Records excerpted from a collection
****************
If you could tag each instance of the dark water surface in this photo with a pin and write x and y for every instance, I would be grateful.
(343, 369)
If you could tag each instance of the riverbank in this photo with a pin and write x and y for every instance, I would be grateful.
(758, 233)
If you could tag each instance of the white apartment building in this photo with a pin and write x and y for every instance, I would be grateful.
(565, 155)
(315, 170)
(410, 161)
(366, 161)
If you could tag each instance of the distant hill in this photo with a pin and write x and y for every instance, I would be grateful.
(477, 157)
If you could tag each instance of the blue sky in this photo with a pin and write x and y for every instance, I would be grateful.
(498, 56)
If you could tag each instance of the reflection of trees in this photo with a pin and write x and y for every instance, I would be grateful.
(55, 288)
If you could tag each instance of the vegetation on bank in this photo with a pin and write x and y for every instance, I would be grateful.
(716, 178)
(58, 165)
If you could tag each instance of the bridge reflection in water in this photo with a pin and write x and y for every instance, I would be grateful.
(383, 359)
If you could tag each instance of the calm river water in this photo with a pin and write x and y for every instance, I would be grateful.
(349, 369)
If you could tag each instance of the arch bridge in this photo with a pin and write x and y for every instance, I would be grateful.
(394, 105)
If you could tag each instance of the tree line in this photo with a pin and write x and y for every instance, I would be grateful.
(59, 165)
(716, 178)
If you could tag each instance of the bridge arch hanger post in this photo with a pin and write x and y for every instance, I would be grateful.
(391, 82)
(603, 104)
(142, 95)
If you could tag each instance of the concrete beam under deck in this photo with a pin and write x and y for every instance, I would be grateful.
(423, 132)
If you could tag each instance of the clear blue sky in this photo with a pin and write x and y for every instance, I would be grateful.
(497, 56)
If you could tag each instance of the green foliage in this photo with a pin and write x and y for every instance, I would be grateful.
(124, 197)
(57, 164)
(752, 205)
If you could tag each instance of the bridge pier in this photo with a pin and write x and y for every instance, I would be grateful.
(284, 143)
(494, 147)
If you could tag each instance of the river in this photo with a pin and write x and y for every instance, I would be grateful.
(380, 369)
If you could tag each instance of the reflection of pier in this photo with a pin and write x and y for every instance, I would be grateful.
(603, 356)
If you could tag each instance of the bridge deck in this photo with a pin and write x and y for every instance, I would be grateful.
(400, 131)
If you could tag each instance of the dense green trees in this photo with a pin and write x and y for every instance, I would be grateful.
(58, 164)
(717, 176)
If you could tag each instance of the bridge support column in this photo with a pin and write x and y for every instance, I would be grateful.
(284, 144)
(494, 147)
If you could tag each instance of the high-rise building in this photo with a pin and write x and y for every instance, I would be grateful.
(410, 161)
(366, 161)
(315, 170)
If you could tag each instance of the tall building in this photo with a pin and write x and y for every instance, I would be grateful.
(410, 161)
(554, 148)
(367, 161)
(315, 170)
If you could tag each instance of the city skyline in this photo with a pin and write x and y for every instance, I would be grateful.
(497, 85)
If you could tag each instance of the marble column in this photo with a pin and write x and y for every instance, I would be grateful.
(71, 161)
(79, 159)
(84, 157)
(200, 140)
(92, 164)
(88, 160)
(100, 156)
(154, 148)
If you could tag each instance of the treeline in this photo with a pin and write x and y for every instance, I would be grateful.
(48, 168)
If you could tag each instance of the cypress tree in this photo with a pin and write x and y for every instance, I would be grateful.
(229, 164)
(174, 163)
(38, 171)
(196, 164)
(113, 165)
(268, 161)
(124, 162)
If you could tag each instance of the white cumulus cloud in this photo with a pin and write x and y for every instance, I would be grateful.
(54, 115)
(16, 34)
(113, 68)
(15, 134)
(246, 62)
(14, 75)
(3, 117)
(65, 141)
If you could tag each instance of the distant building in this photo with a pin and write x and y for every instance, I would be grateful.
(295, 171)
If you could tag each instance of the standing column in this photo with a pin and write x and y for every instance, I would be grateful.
****************
Your goal = All the data above should be restated in full, exactly.

Exercise response =
If you could tag each instance of the dark water surface in this photo with a pin and write x and y for every instance, I would be grateful.
(343, 369)
If you could tag each instance of the riverbank in this photo with a pin and write x and y for every instance, I would be grateful.
(758, 233)
If you could tag each instance of the white apartment building in this photo with a pin and write x and y for every instance, I would be grateful.
(565, 155)
(315, 170)
(410, 161)
(366, 161)
If you could tag each instance of the distant hill in this photo with a pin and write x and y for every instance, I would be grateful.
(477, 157)
If you could tag each instance of the blue sky in this photo with a pin and write x and y for every instance, I would be grateful.
(498, 56)
If you could tag each instance of the reflection of trees in this photo with a pin and write x and y for every instance, I would be grateful.
(55, 288)
If you could tag each instance of the vegetation on bank in this photo with a pin and write x and y for every instance, I would be grateful.
(716, 178)
(58, 165)
If you could tag each instance of the bridge reflection in water in this photo with a pin and write x and y for every instance, I would be grateful.
(383, 359)
If you could tag each instance of the calm river water in this photo with a pin and write x and y for every instance, I would be grateful.
(349, 369)
If you could tag each instance of the arch bridge in this photo with a pin and write x and y for every instance, I would be grateful.
(394, 105)
If you could tag each instance of the tree line in this photo with a pin and write x and y for every instance, I would be grateful.
(59, 165)
(716, 178)
If you could tag each instance of the bridge arch hanger post in this photo with a pin and write x and y for every instance, I would be grateful.
(391, 82)
(603, 104)
(142, 95)
If you could tag each instance of the concrete beam under deck in this photo with a pin and write x and y for every instance, I would be grateful.
(423, 132)
If you could tag each instance of the clear blue sky in this photo with a pin and write x and y for every instance, I would be grateful.
(497, 56)
If you could tag each instance of the green foliage in this photo with a pin and write x and y for every instance, I would be grateful.
(124, 197)
(57, 164)
(752, 205)
If you could tag each instance of the bridge pier in this photo with a pin and write x and y for every instance, I would be grateful.
(284, 143)
(494, 147)
If you could tag each instance of the river in this photo with a pin and write x and y for every instance, I would be grateful.
(380, 369)
If you could tag each instance of the reflection of pier in this photo with a pin and write x and y for every instance, I would be grateful.
(603, 356)
If you could tag each instance of the bridge deck in this photo with a pin and write x and y for every instance, I would be grateful.
(400, 131)
If you could tag each instance of the dense green trees in this photo with a pin and write x and y for every instance, I would be grateful.
(58, 164)
(717, 176)
If you could tag each instance of the bridge support column in this photo with a pin and write x and y for every instance, I would be grateful.
(284, 144)
(494, 147)
If you could tag each instance of the high-rise building in this photo with a pin and write x and y for every instance, I would be grateful.
(410, 161)
(366, 161)
(315, 170)
If you could tag each instance of the tall building in this photo with a pin and write x and y for every instance, I would be grateful.
(410, 161)
(554, 148)
(367, 161)
(315, 170)
If you could tag each instance of the city skyline in this photo with a pin and write x and y for every instance, I would be grateful.
(497, 85)
If you could tag each instance of the marble column in this photo with a pin and write x and y for every instance, I would be grateful.
(71, 161)
(79, 159)
(84, 157)
(200, 140)
(92, 164)
(88, 160)
(100, 156)
(154, 148)
If you could tag each instance of the treeline in this photo with a pin and write x and y for every instance, I would be grateful.
(48, 168)
If you could tag each instance of the cypress tree in this photo with a pin and write x and y for every instance, I would be grateful.
(229, 164)
(174, 163)
(38, 171)
(196, 164)
(113, 165)
(268, 161)
(124, 162)
If you could tag each instance of the white cumulus cloud in this photo with a pin and write x and y for every instance, I would be grateful.
(54, 115)
(16, 34)
(113, 68)
(15, 134)
(246, 62)
(14, 75)
(3, 117)
(65, 141)
If you could tag each instance of the distant building in this photo with a pin and write x and y for every instance, I would be grateful.
(295, 171)
If you could tag each instance of the standing column in this photo with a pin and write x and y for every instance, I would be grateful.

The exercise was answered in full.